» What you should do
Give back exactly the lines that run from the line containing "Query: wooden tv console" through the end of the listing below. Leave out every other line.

Saved entries:
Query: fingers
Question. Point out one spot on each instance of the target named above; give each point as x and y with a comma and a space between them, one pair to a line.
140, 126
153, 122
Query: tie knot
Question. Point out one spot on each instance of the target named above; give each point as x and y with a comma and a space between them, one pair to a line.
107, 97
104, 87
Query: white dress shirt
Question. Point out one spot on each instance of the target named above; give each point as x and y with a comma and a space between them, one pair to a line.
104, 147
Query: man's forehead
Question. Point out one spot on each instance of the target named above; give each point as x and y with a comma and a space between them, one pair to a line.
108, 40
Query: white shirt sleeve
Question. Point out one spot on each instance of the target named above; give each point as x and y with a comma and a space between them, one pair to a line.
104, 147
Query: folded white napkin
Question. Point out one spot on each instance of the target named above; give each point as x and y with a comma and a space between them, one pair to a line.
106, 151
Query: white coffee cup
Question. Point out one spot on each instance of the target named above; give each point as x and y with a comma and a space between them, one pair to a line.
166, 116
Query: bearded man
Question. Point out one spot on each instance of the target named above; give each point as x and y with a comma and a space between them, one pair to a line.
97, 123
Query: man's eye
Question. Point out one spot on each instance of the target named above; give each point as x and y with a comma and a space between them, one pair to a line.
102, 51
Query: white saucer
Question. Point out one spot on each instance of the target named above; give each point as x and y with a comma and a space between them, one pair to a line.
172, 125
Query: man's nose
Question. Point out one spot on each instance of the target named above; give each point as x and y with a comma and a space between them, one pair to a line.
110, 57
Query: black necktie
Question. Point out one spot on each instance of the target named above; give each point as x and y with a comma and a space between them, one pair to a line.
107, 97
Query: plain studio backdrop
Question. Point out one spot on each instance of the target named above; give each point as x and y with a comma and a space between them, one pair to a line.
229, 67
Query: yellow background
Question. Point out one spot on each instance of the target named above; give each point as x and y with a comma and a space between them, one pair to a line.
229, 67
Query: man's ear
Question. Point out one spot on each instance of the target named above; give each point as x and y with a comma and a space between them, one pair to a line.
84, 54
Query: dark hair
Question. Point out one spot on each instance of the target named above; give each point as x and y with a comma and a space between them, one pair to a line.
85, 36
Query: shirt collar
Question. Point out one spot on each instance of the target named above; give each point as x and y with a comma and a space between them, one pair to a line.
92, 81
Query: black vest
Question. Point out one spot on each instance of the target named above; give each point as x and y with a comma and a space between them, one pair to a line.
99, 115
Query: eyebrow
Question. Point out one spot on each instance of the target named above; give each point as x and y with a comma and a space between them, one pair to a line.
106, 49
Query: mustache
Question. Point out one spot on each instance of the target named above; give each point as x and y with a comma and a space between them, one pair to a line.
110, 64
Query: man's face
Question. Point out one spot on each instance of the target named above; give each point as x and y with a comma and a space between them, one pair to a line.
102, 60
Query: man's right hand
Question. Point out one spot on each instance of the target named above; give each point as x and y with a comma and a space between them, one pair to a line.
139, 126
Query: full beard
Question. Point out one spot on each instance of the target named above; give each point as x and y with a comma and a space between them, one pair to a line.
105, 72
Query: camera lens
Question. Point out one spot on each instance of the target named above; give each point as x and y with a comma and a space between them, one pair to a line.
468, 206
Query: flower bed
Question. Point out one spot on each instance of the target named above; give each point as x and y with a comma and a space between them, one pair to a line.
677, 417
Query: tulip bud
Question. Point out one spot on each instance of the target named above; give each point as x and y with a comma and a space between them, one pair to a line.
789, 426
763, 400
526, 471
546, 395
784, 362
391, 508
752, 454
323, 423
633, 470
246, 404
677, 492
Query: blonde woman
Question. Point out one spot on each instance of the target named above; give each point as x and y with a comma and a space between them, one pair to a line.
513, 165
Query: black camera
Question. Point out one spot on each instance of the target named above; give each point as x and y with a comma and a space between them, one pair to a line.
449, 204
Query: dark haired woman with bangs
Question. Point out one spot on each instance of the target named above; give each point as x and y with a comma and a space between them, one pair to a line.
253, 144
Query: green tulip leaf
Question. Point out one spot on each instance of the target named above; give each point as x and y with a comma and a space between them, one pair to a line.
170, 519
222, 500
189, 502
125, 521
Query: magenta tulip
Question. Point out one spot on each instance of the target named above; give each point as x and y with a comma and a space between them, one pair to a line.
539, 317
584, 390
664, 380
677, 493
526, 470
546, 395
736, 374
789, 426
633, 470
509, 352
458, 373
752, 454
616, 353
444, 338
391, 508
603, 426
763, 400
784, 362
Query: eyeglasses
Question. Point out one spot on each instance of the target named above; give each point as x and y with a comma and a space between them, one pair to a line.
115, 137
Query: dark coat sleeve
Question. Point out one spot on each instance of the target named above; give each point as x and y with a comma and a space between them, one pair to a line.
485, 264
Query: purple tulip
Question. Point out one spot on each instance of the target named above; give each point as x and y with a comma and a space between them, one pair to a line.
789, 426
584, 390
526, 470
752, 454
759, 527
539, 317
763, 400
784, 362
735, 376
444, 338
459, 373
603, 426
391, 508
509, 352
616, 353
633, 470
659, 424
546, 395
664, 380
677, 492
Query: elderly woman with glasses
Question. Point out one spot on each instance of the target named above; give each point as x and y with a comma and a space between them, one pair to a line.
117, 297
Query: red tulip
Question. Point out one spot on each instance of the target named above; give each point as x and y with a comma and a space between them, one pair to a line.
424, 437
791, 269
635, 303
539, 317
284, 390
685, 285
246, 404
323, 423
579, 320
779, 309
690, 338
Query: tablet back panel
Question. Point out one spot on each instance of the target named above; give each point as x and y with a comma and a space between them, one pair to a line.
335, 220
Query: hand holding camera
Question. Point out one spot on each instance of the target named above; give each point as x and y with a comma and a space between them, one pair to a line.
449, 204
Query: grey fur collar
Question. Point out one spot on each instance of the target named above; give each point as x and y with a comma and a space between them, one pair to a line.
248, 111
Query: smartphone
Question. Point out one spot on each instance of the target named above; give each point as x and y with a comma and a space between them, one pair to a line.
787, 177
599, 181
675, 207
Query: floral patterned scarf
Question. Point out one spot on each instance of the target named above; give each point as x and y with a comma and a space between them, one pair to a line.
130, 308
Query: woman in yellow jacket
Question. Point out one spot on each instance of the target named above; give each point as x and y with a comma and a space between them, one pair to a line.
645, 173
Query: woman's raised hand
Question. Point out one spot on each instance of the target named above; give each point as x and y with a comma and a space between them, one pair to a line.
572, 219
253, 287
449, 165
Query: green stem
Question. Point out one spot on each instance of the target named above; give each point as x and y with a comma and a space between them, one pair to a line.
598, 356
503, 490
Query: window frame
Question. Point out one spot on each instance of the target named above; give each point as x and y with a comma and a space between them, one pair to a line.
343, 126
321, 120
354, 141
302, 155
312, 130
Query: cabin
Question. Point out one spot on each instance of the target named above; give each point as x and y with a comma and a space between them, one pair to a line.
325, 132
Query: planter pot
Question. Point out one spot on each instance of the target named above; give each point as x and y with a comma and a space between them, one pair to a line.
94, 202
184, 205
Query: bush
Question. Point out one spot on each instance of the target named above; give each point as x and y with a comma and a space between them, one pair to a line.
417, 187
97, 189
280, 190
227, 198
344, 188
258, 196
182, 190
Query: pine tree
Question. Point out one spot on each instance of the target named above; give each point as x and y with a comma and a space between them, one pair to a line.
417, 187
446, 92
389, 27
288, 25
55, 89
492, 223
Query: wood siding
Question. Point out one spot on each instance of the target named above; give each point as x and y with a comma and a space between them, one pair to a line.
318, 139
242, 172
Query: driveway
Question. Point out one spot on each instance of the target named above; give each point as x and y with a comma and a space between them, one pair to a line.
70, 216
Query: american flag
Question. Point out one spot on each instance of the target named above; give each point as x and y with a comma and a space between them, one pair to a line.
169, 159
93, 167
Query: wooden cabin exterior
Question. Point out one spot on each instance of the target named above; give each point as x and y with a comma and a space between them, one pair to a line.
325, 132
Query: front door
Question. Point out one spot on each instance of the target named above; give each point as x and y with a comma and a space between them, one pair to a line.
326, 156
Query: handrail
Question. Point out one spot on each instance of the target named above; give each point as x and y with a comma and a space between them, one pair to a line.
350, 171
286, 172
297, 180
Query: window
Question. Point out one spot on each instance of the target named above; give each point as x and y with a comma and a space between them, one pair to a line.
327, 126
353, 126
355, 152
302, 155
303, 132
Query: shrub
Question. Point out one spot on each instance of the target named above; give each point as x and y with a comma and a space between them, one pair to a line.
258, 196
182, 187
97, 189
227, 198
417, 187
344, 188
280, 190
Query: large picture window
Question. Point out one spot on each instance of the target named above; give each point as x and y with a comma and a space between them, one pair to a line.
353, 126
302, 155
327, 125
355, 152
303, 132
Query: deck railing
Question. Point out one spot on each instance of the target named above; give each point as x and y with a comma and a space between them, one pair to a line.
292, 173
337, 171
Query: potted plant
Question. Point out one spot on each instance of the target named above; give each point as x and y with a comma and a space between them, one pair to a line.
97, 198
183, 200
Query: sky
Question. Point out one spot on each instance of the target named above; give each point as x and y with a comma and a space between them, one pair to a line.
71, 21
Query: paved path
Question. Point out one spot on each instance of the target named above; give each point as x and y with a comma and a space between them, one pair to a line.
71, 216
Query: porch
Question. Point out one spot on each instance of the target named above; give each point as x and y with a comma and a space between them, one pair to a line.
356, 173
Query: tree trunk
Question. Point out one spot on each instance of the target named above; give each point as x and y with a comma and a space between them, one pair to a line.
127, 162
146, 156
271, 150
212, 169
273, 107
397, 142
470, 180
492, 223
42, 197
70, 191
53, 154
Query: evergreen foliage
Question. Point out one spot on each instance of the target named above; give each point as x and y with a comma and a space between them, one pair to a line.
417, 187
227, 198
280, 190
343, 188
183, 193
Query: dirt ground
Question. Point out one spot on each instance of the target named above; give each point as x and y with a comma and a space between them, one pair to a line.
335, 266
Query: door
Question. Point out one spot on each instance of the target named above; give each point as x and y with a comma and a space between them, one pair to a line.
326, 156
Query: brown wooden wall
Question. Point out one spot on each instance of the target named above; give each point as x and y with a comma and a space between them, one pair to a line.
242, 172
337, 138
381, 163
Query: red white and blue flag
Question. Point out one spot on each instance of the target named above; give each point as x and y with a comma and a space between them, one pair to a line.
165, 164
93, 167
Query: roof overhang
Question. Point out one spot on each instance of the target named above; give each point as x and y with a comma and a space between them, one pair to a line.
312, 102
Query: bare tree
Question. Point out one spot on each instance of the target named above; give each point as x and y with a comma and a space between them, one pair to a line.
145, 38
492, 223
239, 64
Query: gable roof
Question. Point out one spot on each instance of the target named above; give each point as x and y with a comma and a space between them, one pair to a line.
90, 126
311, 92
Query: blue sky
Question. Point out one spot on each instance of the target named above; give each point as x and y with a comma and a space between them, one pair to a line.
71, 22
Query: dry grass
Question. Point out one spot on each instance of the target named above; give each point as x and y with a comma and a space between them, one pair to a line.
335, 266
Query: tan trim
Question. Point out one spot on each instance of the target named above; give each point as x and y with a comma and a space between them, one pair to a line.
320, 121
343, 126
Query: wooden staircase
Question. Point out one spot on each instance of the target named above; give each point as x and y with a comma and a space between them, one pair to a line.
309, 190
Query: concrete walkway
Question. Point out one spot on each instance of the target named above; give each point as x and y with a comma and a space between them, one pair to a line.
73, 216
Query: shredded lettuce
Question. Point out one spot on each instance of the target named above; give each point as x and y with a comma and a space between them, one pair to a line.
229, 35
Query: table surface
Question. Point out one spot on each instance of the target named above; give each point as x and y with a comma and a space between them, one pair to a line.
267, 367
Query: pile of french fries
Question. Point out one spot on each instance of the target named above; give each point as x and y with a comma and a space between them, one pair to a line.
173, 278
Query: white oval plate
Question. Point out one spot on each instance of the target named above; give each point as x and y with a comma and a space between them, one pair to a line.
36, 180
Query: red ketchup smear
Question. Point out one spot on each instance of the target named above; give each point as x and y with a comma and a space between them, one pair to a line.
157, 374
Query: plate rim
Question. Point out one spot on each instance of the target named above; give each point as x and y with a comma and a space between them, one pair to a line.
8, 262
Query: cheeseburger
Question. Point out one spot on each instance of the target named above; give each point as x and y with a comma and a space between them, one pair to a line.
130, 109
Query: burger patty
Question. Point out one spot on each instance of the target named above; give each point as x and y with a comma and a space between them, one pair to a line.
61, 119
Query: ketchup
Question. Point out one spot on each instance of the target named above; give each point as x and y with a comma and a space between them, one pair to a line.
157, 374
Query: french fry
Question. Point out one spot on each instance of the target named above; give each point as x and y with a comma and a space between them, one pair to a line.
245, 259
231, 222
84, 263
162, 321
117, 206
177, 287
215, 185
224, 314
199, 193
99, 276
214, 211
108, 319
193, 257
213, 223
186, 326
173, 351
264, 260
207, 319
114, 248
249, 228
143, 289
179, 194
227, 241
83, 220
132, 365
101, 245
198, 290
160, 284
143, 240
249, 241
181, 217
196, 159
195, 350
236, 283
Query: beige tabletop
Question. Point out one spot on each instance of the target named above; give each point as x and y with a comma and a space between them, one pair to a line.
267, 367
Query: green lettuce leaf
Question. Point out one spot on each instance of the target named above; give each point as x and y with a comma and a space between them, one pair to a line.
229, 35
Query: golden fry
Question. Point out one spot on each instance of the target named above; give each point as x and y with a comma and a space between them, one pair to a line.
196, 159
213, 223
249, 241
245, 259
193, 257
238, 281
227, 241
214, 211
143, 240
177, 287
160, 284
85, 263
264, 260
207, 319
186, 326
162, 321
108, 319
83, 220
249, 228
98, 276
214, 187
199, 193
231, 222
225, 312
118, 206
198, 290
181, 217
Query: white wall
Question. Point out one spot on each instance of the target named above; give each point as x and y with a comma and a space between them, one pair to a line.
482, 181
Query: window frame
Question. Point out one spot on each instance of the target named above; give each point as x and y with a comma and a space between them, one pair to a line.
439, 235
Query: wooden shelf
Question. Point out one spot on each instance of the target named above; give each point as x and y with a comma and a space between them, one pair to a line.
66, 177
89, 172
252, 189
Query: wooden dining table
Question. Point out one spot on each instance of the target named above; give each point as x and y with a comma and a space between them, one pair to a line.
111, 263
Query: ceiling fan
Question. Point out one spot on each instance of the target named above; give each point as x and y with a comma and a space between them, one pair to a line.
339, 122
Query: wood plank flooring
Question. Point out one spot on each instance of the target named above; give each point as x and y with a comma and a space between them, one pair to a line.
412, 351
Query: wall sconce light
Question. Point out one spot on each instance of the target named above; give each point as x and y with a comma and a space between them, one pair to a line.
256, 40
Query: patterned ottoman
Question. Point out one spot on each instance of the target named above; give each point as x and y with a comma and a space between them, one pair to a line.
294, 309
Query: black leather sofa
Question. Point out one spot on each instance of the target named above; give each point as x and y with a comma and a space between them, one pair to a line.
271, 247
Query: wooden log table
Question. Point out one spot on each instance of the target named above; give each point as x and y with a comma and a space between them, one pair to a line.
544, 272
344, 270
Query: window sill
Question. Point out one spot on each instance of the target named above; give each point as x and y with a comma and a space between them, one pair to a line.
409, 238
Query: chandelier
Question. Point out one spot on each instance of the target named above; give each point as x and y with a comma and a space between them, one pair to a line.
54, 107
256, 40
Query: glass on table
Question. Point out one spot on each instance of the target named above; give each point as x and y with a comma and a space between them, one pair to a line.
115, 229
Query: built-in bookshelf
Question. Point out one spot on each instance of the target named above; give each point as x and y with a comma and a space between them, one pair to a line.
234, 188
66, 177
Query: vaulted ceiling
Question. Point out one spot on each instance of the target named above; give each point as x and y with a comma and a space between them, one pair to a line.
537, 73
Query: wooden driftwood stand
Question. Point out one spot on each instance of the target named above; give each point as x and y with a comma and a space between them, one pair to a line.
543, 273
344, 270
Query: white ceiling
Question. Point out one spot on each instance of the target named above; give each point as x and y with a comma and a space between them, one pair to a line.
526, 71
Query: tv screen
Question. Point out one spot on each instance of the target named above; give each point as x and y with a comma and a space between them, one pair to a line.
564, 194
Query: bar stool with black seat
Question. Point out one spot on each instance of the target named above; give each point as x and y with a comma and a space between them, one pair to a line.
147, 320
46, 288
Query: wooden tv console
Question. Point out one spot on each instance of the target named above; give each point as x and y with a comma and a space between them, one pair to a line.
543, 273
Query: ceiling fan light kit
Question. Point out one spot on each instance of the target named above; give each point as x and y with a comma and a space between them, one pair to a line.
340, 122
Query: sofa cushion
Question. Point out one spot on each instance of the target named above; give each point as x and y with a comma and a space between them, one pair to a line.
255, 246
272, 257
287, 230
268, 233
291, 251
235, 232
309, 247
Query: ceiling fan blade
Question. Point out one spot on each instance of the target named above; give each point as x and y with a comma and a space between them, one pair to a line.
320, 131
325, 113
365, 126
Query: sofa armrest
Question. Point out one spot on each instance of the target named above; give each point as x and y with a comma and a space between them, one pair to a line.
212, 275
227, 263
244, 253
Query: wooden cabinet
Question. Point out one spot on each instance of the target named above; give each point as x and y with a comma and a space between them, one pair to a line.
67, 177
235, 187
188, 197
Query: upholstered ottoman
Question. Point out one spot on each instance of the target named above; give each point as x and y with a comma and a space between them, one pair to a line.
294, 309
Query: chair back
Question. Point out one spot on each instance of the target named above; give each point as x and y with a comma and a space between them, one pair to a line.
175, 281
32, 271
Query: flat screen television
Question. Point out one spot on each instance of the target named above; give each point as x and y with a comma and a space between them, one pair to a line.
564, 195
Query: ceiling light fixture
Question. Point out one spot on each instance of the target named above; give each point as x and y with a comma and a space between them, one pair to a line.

» Complete answer
Query: wooden tv console
Question. Point out one spot on each instance of the target named above; give each point as x and y with a comma and a space between them, one pair to a line.
543, 273
Query: ceiling fan light kit
Question. Point out one spot on each instance of the target named above; give each point as x and y with a comma and a space between them, one pair to a line.
340, 122
Query: sofa cushion
Question. Point out one spot on each instance of the target named above; give each point as x and y with a comma and a space between them, one pair to a line.
255, 246
272, 257
287, 230
268, 233
291, 251
235, 232
309, 247
Query: ceiling fan blade
Question. Point out one spot on each instance of the target named above; give each point as x and y with a comma and a space between them, one pair to a line.
320, 131
325, 113
365, 126
Query: sofa armrest
Question. Point out one spot on each instance of the target named above; give each point as x and y with a comma and a space between them, one pair to a line.
212, 275
227, 263
244, 253
Query: wooden cabinet
Question. Point out one spot on each instance of the target named above; give each point as x and y with a comma and a space between them, one pair to a line.
67, 177
235, 187
188, 197
Query: upholstered ottoman
Question. Point out one spot on each instance of the target named above; give each point as x and y with a comma and a space between them, one pair to a line.
294, 309
Query: chair back
Question. Point out one spot on each instance of the target named above; give each point as x and y with a comma and a space between them, one pair to a line.
175, 281
32, 271
Query: flat screen television
Question. Point out one spot on each instance of the target named above; give each point as x and y with a comma and a space between them, one pair to a line.
564, 195
Query: ceiling light fixture
Question. Point out one spot on each instance of the target named above; give each point as x and y with a comma and a space between them, one pair to a line.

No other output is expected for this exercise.